- **What to work on**
The response should consist of the records, reproduced exactly.
Segment Start: Data section
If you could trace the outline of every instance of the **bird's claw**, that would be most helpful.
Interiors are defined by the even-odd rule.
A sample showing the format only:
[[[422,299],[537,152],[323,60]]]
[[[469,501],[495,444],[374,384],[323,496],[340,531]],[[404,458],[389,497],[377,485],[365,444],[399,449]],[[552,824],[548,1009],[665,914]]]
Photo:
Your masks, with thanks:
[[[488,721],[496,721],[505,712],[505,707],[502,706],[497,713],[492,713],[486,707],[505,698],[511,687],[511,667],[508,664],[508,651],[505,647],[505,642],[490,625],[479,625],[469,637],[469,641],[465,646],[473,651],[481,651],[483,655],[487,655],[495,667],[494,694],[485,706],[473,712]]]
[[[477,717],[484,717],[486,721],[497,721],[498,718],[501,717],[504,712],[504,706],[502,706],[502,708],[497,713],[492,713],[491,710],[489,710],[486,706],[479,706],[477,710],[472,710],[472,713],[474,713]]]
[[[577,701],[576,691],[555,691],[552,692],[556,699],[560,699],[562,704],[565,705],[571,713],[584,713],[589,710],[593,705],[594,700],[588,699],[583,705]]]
Segment End: Data section
- **Exercise result**
If you could trace the outline of every instance of the **bird's claw**, that would be most helpful.
Interiors are defined by the even-odd rule.
A sample showing the format only:
[[[422,299],[537,152],[323,60]]]
[[[469,501],[495,444],[374,384],[323,496],[340,531]],[[404,458],[389,497],[377,485],[365,444],[399,449]],[[552,824],[548,1009],[665,914]]]
Photo:
Your masks, with thanks:
[[[488,721],[496,721],[505,712],[505,707],[502,706],[497,713],[492,713],[486,707],[505,698],[511,687],[511,667],[508,664],[508,651],[505,647],[505,642],[490,625],[479,625],[469,637],[469,641],[465,646],[473,651],[481,651],[483,655],[487,655],[495,667],[494,694],[485,706],[473,712]]]
[[[477,717],[484,717],[486,721],[497,721],[498,718],[501,717],[504,712],[504,706],[502,706],[502,708],[497,713],[492,713],[491,710],[489,710],[486,706],[479,706],[477,710],[472,710],[472,713],[474,713]]]
[[[577,701],[576,691],[555,691],[552,692],[556,699],[560,699],[562,704],[565,705],[571,713],[584,713],[589,710],[593,705],[594,700],[588,699],[583,705]]]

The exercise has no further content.